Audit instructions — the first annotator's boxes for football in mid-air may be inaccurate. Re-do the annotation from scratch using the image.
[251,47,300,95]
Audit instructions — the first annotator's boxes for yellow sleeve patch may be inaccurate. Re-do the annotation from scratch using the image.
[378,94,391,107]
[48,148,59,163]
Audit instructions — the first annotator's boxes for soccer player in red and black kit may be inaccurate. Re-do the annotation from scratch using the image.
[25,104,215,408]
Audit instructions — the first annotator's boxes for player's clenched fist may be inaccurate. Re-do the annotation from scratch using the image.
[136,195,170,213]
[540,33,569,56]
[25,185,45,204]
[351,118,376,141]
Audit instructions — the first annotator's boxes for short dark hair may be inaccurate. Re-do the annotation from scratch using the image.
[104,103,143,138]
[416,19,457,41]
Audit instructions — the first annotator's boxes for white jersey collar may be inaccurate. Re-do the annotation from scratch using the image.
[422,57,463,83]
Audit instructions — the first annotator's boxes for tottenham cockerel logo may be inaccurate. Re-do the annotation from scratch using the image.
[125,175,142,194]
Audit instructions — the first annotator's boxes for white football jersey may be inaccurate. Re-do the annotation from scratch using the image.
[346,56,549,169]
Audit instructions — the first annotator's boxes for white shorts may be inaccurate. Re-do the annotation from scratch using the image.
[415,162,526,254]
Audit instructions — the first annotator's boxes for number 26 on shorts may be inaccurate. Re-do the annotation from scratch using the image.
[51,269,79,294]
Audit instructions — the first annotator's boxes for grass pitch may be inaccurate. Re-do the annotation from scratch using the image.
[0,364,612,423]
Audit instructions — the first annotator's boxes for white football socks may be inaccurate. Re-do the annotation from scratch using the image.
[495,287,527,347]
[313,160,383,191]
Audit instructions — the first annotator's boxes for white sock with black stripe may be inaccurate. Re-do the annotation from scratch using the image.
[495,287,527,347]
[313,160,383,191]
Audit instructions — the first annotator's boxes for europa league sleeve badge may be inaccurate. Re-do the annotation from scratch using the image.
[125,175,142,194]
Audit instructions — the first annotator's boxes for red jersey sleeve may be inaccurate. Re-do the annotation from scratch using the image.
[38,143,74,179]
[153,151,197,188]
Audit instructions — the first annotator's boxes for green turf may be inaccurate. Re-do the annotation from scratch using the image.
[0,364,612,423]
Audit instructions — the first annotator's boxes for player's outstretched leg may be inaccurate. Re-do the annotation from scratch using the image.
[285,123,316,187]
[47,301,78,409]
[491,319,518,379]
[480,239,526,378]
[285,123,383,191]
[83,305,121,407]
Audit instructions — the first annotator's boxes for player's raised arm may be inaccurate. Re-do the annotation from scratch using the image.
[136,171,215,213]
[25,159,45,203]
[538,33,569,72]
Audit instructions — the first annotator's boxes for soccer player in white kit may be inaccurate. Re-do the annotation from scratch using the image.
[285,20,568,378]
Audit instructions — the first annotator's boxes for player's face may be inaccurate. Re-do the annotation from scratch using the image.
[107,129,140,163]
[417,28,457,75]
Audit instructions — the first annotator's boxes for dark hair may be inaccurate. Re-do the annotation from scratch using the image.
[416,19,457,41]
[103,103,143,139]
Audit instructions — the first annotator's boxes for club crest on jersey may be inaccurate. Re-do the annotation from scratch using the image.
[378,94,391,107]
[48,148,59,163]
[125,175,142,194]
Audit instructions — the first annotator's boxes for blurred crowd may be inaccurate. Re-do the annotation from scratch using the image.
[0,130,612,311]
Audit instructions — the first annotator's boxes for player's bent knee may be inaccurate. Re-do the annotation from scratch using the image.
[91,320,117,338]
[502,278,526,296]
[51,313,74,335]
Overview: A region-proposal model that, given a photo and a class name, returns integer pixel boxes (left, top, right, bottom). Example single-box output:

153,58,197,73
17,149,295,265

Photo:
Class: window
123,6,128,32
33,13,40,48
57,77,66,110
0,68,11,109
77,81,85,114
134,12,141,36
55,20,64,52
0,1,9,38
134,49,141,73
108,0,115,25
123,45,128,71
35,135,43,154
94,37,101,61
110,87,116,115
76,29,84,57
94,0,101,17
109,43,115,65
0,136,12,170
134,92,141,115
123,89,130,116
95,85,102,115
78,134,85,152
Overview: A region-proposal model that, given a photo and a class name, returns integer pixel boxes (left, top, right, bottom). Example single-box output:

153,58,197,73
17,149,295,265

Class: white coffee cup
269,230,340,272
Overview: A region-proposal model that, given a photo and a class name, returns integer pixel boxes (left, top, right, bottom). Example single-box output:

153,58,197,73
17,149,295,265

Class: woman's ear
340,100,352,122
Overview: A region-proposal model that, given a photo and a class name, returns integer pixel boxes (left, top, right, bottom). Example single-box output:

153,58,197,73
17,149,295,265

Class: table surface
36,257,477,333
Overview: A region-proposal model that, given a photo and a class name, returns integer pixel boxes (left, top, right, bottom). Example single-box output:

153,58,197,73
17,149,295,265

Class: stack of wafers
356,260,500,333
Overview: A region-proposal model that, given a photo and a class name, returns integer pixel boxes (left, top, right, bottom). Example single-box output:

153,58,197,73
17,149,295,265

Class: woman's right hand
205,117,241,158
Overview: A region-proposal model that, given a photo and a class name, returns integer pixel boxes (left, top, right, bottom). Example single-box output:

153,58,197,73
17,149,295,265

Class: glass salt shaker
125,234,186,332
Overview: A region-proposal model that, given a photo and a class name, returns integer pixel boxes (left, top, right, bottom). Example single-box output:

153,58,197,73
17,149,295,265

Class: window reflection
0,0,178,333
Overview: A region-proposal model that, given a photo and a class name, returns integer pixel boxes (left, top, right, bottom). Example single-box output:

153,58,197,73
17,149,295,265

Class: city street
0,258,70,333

▶ [Your task]:
Could you reproduce every item above word for word, with nothing changed?

▶ [Exercise solution]:
Audit instructions — the first annotator's boxes for football in mid-air may be inaccurate. Re-do the annotation from scratch using the image.
[251,47,300,95]
Audit instructions — the first annotator's boxes for yellow sleeve patch may be inaccurate. Re-do the annotation from scratch using the image.
[378,94,391,107]
[48,148,59,163]
Audit instructions — the first annotator's boxes for soccer player in red and black kit may be inaccurate. Re-do the annotation from scratch using the image.
[25,104,215,408]
Audit instructions — the first annotator's boxes for player's clenched fist may be inaccurate. Re-do the annotation from scratch using the image.
[136,195,170,213]
[540,33,569,56]
[25,185,45,204]
[351,118,376,141]
Audit instructions — the first annotator's boxes for short dark hair may be inaccurate. Re-do the annotation from scratch using the image.
[104,103,143,138]
[416,19,457,41]
Audit instructions — the first annotator's boxes for white jersey collar may be inaccurate. Re-do the annotation from scratch using the image.
[422,57,463,83]
Audit instructions — the first annotator's boxes for tottenham cockerel logo may be inaccurate. Re-do the annotation from scratch using the image.
[125,175,142,194]
Audit instructions — the first annotator's boxes for white football jersey may be inaccurate. Re-do the annotation from scratch using the image.
[346,56,549,169]
Audit instructions — the first annotator's boxes for white shorts may be inaccurate. Re-do the annotation from scratch using the image.
[415,162,526,254]
Audit instructions — the first annotator's boxes for number 26 on shorts may be inaccurate. Re-do the annotation from scratch using the image.
[51,269,79,294]
Audit instructions — the first annotator's boxes for grass pitch may be inaccurate. Re-do the annotation from scratch using the image.
[0,364,612,423]
Audit instructions — the first annotator's boxes for white football socks may be inaccurate. Re-do the annotation from scratch using the image.
[495,287,527,347]
[313,160,383,191]
Audit instructions — the first annotator's boxes for white sock with black stripe may be inaccurate. Re-do the annotation from scratch using the image.
[495,287,527,347]
[313,160,383,191]
Audit instructions — the first annotator's boxes for europa league sleeve badge may be inaccurate. Re-do the annotation from scratch using the image.
[125,175,142,194]
Audit instructions — the first annotator's boxes for red jersey sleeve may be inaccurate. Re-do the annotation from scratch using the image.
[38,143,74,179]
[153,151,197,188]
Audit instructions — the first annotator's boxes for green turf may be inaccurate. Re-do the annotation from scratch using the image.
[0,364,612,423]
Audit instructions — the first annotator's boxes for player's outstretched leg may be inaccurate. Re-do the annotation from scratch using the image.
[285,123,316,187]
[47,301,78,409]
[491,319,518,379]
[480,239,526,378]
[285,123,383,191]
[83,305,121,407]
Audit instructions — the first annotator's boxes for player's raised arm may be inaccurate. Re-do the annotation from scratch using the image.
[136,171,215,213]
[25,159,45,203]
[538,33,569,72]
Audit instructions — the first annotator's boxes for soccer player in white kit may be inaccurate. Re-do the annotation from scratch using the image.
[285,20,568,378]
Audit instructions — the first annotator's boxes for player's face may be inaccurate. Re-do the annotation from scratch using the image.
[107,129,140,163]
[417,28,457,75]
Audit instructions — the first annotator's boxes for dark hair may be inaccurate. Re-do the annotation from scratch using the image.
[416,19,457,41]
[103,103,143,139]
Audit instructions — the first annotator's boxes for club crest on jersey may be inaccurate. Re-do the annotation from scratch using the image.
[378,94,391,107]
[48,148,59,163]
[125,175,142,194]
Audit instructions — the first annotator's boxes for blurred crowd may be inaccurate. Re-do the annotation from scratch using the image.
[0,130,612,311]
Audit instructions — the first annotator's boxes for player's bent knee may be inaccurate. Re-do the annotation from scratch using the image.
[91,320,117,338]
[502,278,526,296]
[51,313,74,335]
Overview: A region-proposal model that, given a photo and a class name, returns integer pixel boxes (left, top, right, bottom). Example single-box output:

153,58,197,73
17,149,295,265

Photo:
Class: window
123,6,128,32
33,13,40,48
57,77,66,110
0,68,11,109
77,81,85,114
134,12,141,36
55,20,64,52
0,1,9,38
134,49,141,73
108,0,115,25
123,45,128,71
35,135,43,154
94,37,101,61
110,87,116,115
76,29,84,57
94,0,101,17
109,43,115,65
0,136,12,170
134,92,141,115
123,89,130,116
95,85,102,115
78,134,85,152
Overview: A region-proposal model that, given a photo and a class name, returns integer pixel boxes (left, top, right, bottom). Example single-box output:

153,58,197,73
17,149,295,265

Class: white coffee cup
269,230,340,272
Overview: A region-proposal model that, given a photo and a class name, returns integer pixel boxes (left, top, right, bottom). Example single-box output:

153,58,197,73
17,149,295,265

Class: woman's ear
340,100,352,122
Overview: A region-proposal model that, given a photo and a class name, returns integer pixel boxes (left, top, right, bottom). Example single-box output:

153,58,197,73
17,149,295,265

Class: table surface
36,257,477,333
Overview: A region-proposal model that, given a photo and a class name, returns integer pixel boxes (left, top, right, bottom). Example single-box output:

153,58,197,73
17,149,295,265

Class: stack of wafers
356,260,500,333
Overview: A region-proposal model that, given a photo and a class name, returns integer pixel boxes (left, top, right, bottom). Example single-box output:

153,58,197,73
17,149,295,265

Class: woman's right hand
205,117,241,158
Overview: A region-proposal model that, given a photo and a class name, returns integer pixel boxes (left, top, right, bottom). Example single-box output:

153,58,197,73
17,149,295,265

Class: glass salt shaker
125,234,186,332
Overview: A region-proposal model that, given a photo and a class name, returns integer pixel boxes (left, top, right, bottom). Example single-box output:

153,58,197,73
17,149,295,265

Class: window reflection
0,0,178,333
Overview: A region-proposal model that, given a photo and a class name, returns integer pixel boxes (left, top, right, bottom). Example single-box output:

153,58,197,73
17,149,295,265

Class: city street
0,258,70,333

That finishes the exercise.